◆ **WHAT IS NEEDED**: Once the pictures are set aside, transcribe the remaining data exactly.
* Begin DATA EXTRACT *
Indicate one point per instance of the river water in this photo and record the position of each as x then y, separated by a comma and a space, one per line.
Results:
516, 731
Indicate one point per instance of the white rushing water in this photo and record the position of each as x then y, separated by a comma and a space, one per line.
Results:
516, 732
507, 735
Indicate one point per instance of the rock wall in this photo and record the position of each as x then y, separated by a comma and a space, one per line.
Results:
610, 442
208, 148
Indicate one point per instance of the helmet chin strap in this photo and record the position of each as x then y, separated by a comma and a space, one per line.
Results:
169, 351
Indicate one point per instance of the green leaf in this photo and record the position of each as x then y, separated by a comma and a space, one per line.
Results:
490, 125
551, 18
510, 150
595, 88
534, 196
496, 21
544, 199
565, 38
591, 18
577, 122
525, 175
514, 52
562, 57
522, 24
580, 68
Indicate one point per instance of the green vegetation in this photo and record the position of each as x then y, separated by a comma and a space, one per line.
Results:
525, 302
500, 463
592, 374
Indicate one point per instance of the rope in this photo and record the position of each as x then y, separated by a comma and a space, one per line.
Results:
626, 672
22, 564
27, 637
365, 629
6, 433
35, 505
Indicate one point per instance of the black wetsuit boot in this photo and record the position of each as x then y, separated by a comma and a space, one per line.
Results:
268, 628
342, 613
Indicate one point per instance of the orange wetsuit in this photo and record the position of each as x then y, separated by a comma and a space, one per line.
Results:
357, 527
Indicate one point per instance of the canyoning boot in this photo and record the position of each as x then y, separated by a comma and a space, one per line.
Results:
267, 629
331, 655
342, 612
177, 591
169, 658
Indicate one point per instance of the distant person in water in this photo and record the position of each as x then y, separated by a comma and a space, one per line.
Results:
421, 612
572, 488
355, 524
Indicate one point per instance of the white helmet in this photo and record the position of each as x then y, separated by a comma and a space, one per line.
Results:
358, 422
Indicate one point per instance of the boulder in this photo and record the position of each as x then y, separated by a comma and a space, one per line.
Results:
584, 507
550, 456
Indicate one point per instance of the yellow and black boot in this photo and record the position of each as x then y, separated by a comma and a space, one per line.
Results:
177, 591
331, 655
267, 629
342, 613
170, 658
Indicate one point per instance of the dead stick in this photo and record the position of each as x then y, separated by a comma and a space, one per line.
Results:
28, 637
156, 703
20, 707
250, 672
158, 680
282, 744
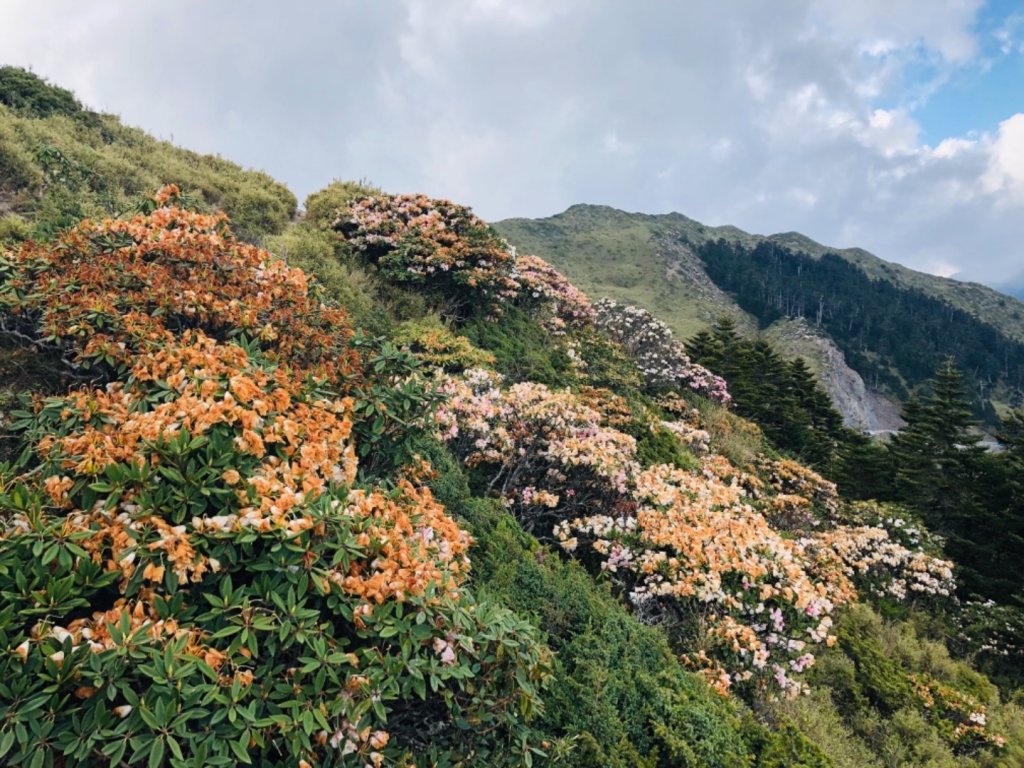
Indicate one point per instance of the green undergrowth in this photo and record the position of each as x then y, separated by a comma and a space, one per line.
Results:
621, 697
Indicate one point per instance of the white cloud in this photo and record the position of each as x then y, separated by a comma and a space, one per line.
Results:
1006, 161
795, 115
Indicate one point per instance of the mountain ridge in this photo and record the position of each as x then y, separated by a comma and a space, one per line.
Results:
659, 261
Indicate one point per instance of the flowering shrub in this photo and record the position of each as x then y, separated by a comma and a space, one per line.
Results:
542, 448
190, 572
542, 284
652, 347
693, 548
436, 346
108, 290
416, 240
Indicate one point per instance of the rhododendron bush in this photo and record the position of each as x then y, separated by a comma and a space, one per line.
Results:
190, 572
542, 284
692, 548
415, 240
658, 355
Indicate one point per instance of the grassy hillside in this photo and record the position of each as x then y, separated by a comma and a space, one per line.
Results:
60, 162
387, 494
660, 262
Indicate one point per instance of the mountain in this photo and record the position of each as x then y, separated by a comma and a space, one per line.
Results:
365, 486
873, 331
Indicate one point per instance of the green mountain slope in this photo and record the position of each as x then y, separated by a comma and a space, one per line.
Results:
60, 162
236, 487
667, 264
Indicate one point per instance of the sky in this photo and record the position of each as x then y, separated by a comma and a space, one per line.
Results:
892, 125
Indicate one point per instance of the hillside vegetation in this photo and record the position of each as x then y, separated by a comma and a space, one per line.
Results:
60, 162
377, 489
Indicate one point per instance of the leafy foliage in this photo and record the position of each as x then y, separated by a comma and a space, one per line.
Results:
659, 357
190, 573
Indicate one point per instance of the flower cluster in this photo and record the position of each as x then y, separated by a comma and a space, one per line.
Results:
416, 240
870, 559
108, 290
695, 549
691, 435
531, 436
194, 509
702, 548
436, 346
655, 351
542, 284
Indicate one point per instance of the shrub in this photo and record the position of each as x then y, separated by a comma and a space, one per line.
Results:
109, 290
522, 349
324, 207
433, 244
437, 347
190, 572
30, 94
660, 358
315, 252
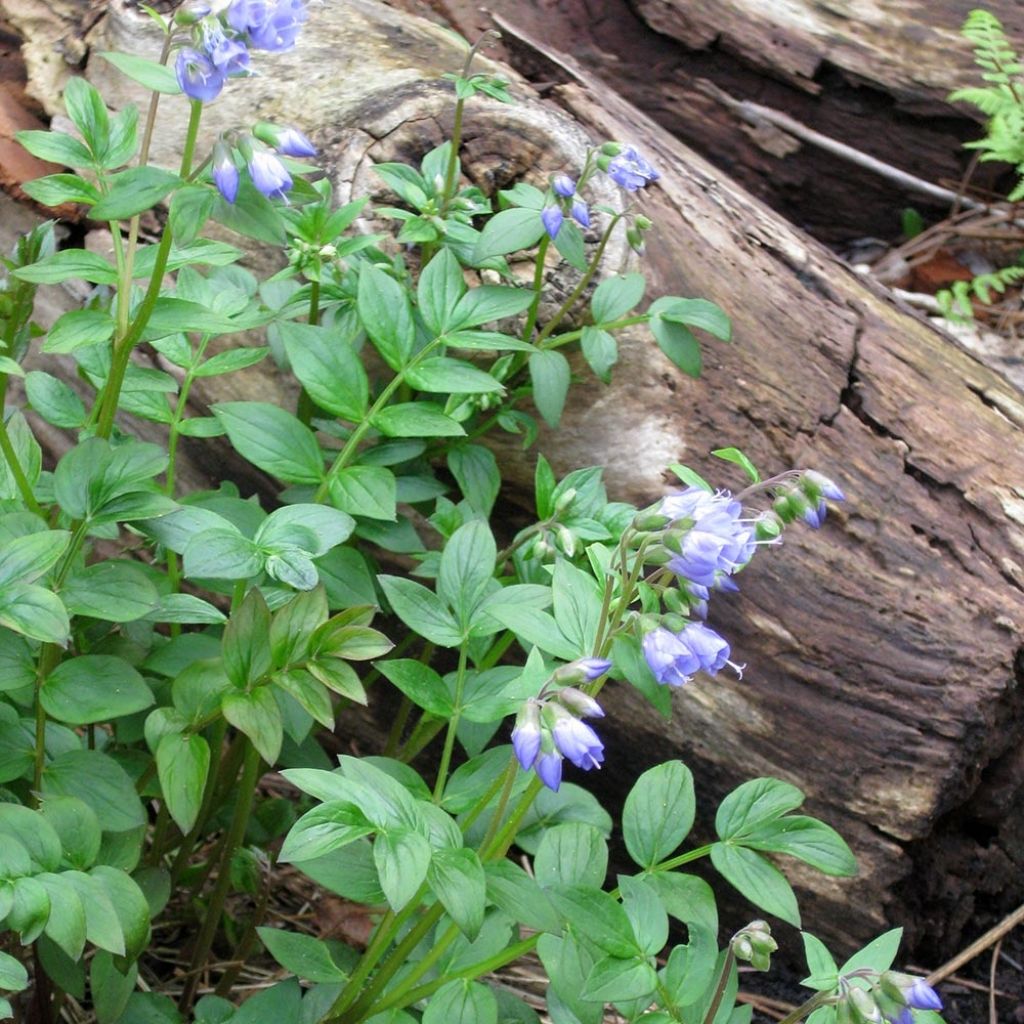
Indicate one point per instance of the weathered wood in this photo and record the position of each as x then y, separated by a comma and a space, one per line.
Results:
884, 652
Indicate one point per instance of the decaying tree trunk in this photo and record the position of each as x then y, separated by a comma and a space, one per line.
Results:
884, 653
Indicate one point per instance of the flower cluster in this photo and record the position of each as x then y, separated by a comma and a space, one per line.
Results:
893, 998
266, 171
547, 730
566, 200
221, 41
706, 538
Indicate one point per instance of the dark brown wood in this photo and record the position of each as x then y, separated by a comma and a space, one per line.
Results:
884, 653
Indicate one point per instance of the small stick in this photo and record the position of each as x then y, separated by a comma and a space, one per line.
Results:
979, 945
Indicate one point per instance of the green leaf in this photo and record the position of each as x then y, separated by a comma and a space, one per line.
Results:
192, 207
35, 612
54, 400
617, 980
156, 77
54, 189
182, 766
806, 839
55, 147
754, 803
475, 470
422, 610
13, 977
614, 297
439, 289
113, 591
597, 915
111, 988
694, 312
467, 566
133, 192
508, 231
78, 828
462, 1001
88, 113
384, 309
416, 419
571, 853
600, 350
734, 455
402, 857
272, 439
366, 491
129, 904
824, 974
26, 558
256, 714
678, 343
231, 360
761, 882
304, 955
93, 688
69, 264
488, 303
246, 644
442, 375
658, 812
98, 780
420, 683
328, 368
457, 880
879, 954
550, 374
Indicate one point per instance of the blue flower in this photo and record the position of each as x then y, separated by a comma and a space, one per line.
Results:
225, 173
269, 174
576, 739
198, 75
270, 25
549, 769
552, 218
921, 995
291, 142
631, 171
708, 647
563, 185
581, 212
672, 662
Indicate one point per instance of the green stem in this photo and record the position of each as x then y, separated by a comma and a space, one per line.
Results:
346, 454
243, 808
806, 1009
460, 682
542, 252
582, 286
10, 456
683, 858
406, 995
306, 407
723, 981
124, 344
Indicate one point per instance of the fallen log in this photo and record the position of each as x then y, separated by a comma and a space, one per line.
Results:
884, 653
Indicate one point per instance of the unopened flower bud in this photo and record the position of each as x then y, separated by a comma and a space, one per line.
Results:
565, 540
650, 520
583, 704
565, 500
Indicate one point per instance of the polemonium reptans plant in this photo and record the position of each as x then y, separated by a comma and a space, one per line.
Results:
160, 712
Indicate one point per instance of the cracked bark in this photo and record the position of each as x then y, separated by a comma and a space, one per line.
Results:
884, 652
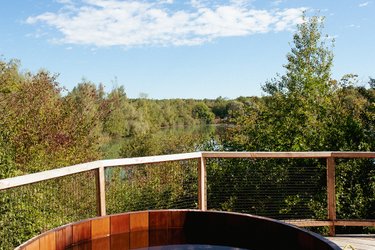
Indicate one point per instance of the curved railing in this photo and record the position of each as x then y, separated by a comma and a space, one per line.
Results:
201, 158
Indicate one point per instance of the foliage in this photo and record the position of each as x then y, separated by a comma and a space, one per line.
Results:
306, 110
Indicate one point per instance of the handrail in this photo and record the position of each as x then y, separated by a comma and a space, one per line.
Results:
79, 168
100, 165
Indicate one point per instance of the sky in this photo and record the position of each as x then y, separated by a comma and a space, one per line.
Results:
179, 49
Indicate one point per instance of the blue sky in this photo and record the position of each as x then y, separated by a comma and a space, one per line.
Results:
176, 48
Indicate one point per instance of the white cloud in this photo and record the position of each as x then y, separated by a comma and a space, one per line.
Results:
160, 23
364, 4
* End DATA EXTRACT *
◆ **CORRECT RESULT**:
Indicate one point per instance of the river water in this photo and record the position of each as x then y, separated by a comma and a space, one per line.
Results:
516, 731
Indicate one point per instance of the white rushing water in this photo and record the position of each as x then y, separated by a comma and a space, one per line.
Results:
516, 732
507, 735
Indicate one point per instance of the rock wall in this photo and record the position of each as x then y, separated by a comma and a space, one per line.
Results:
610, 442
208, 148
Indicate one point per instance of the helmet chin strap in this photo and record the position of each as x then y, separated by a comma and a space, one per line.
Results:
169, 351
Indicate one point per instance of the green leaf in this photo and record the position of each as x then y, separated by a comma and a space, one per line.
Results:
490, 125
551, 18
510, 150
595, 88
534, 196
496, 21
544, 199
565, 38
591, 18
577, 122
525, 175
514, 52
562, 57
522, 24
580, 68
Indicate one point per instance of the green vegetation in this photo and record the position of each as x then y, separated by a comma and a space, one per line.
Results:
525, 302
500, 463
592, 374
Indicate one point per instance of the rope in this photo and record the position of each as x then y, separated by a comma and a space, one per line.
Results:
626, 672
22, 564
27, 637
365, 629
6, 433
35, 505
Indicate one point per instance of the black wetsuit boot in this photo and record the position of each as x then y, separated by a comma and a space, one per line.
Results:
268, 628
342, 613
Indicate one point per instance of the orange wetsuit in this photo and record the position of each as x then y, separated by a comma and a space, one per line.
Results:
357, 527
Indicate one point per instance of the canyoning boot in this photo and record the position of each as x then y, separated by a comma and a space, one per line.
Results:
267, 629
331, 655
342, 612
177, 591
169, 658
Indicate one point per instance of the distant person in water in this photo and record the position of each as x then y, separated by a comma and a space, one per line.
Results:
421, 612
572, 488
355, 524
Indicate one point per instance of the white helmet in this photo and record the position of each as x then y, separated by a comma and a space, one per line.
Results:
358, 422
Indicate one point per instance of the boulder in this photo and record the position of each as x then y, separated by a comma and a space, one per line.
Results:
584, 507
550, 456
Indicate one point per instance of the yellow and black boot in this photo and record the position of each as x then y, separated by a comma and a space, one per line.
Results:
177, 591
331, 655
267, 629
342, 613
170, 658
Indicate one point per instance of the dead stick in this photo and record the position of each as x then y, separated by a comma and a space, one per line.
Results:
28, 637
156, 703
20, 707
250, 672
158, 680
282, 744
Indicate one point per instance of the green undergrowth in this photo and record the position of each as x then y, separated by a comma and a space, one per line.
Results:
621, 697
Indicate one point per instance of the white cloud in this photo and record the position of each as x then y, separated by a comma and a space, one per line.
Results:
1006, 161
795, 115
Indicate one point per instance of the mountain ridge in this photo and record the position of each as x then y, separated by a comma and a space, one per line.
Results:
659, 261
Indicate one point per instance of the flowering shrub in this photo and record the position of each as x then y, separated by a comma and a space, one per line.
Results:
542, 448
190, 572
542, 284
652, 347
693, 548
436, 346
108, 290
416, 240
Indicate one point per instance of the rhododendron bush in this photo and record the position of each as x then y, separated by a comma and a space, one per line.
Results:
190, 572
542, 284
692, 548
415, 240
658, 355
Indicate one point per instance of the grassy hillside in this photo and record the position of each as x then y, separated by a comma and a space, one per line.
Results:
60, 162
387, 494
660, 262
Indicate one point per instance of the mountain in this photo and record the position of each as x then y, separated by a comma and a space, one per line.
Results:
365, 486
873, 331
Indicate one point per instance of the green mountain slope in this photo and record the position of each as x then y, separated by a comma and a space, one per line.
Results:
60, 162
236, 487
667, 264
Indicate one point per instance of the sky in this photo and record the position of each as x then y, separated by a comma and a space, one per line.
Results:
892, 125
Indicate one point per instance of the hillside vegetation in this photo and record the position of each as x then y, separated by a comma and a space, one per line.
Results:
60, 162
377, 489
Indicate one point per instance of the leafy foliage in this photo and record the position of each as x then y, separated by a comma and a space, one per line.
Results:
659, 357
190, 573
Indicate one point per instance of the flower cluster in this photo and record the position of each as x then y, separated by a comma and a space, one per line.
Results:
416, 240
870, 559
108, 290
695, 549
691, 435
531, 436
194, 509
702, 548
436, 346
655, 351
542, 284
Indicate one point per instance of the shrub in this photo and record the position of each as x then y, separated by a comma and a space, one per line.
Results:
109, 290
522, 349
324, 207
433, 244
437, 347
190, 572
30, 94
660, 358
315, 252
Indicate one point per instance of the weathered wood in this photo and record the position of each as x then y, separated by a comma and a space, one per line.
Results:
884, 652
Indicate one point per instance of the decaying tree trunk in this photo and record the position of each as x then y, separated by a comma and a space, one per line.
Results:
884, 653
Indicate one point per instance of the flower cluster in this photo and record the position of each as x then y, separated by a comma and a space, one per line.
Results:
893, 998
266, 171
547, 730
566, 200
221, 41
706, 538
Indicate one point per instance of the dark brown wood in this photo and record the position of each as x then y, separated by a comma and a space, one per line.
Results:
884, 653
Indicate one point per instance of the small stick in this photo and record the position of each as x then y, separated by a comma and a space, one per line.
Results:
979, 945
Indicate one point per instance of the green leaf in this photo and record the position of each as x then y, separated by a comma and a space, one per line.
Results:
192, 207
35, 612
54, 400
617, 980
156, 77
54, 189
182, 766
806, 839
55, 147
754, 803
475, 470
422, 610
13, 977
614, 297
439, 289
113, 591
597, 915
111, 988
694, 312
467, 566
133, 192
508, 231
78, 828
462, 1001
88, 113
384, 309
416, 419
571, 853
600, 350
734, 455
402, 857
272, 439
366, 491
129, 904
824, 974
26, 558
256, 714
678, 343
231, 360
761, 882
304, 955
93, 688
69, 264
488, 303
246, 644
442, 375
658, 812
98, 780
420, 683
328, 368
457, 880
879, 954
550, 374
Indicate one point per instance of the blue flower in this photo and record the position of each as x then y, separated by a comma and a space, one per line.
Results:
225, 173
269, 174
576, 739
198, 75
270, 25
549, 769
552, 218
921, 995
291, 142
631, 171
708, 647
563, 185
581, 212
672, 662
Indicate one point per instance of the green stem in this photo and record the position of each as x then y, separated by a comma and a space, one per line.
Results:
346, 454
243, 808
806, 1009
460, 682
542, 252
582, 286
10, 456
683, 858
406, 995
306, 407
723, 981
124, 344
Indicate one point per instance of the fallen log in this photo and record the position of each as x then y, separated by a comma and a space, one per line.
Results:
884, 653
Indicate one point per instance of the unopened flower bud in this photo and record the position of each as x then y, separated by a comma and a space, one per line.
Results:
565, 540
650, 520
583, 704
565, 500
Indicate one point per instance of the polemonium reptans plant in this photo and record the position of each as x then y, separated by a comma and a space, one per line.
Results:
160, 712
Indicate one point per instance of the cracked bark in this photo and record the position of each as x then y, separated by a comma and a space, one per line.
Results:
884, 652
Indicate one point per instance of the curved railing in this photo and record the position of each as x then y, separated by a comma and a space, one per line.
Results:
201, 158
Indicate one point per instance of the foliage in this photo and record the position of each as x then y, separated by a comma and a space, one per line.
Results:
306, 110
Indicate one point per instance of the handrail in this photo and record the position of each as x then y, separated by a comma and a space, one per line.
Results:
79, 168
100, 165
Indicate one point per instance of the sky in this photo and record the position of each as x then y, separated by a comma and a space, one per line.
Results:
179, 49
Indicate one point per instance of the blue sky in this photo and record the position of each as x then y, separated by a comma and a space, one per line.
Results:
176, 48
Indicate one point per instance of the white cloud in this photo and record the position of each as x then y, separated by a comma and a space, one per line.
Results:
160, 23
364, 4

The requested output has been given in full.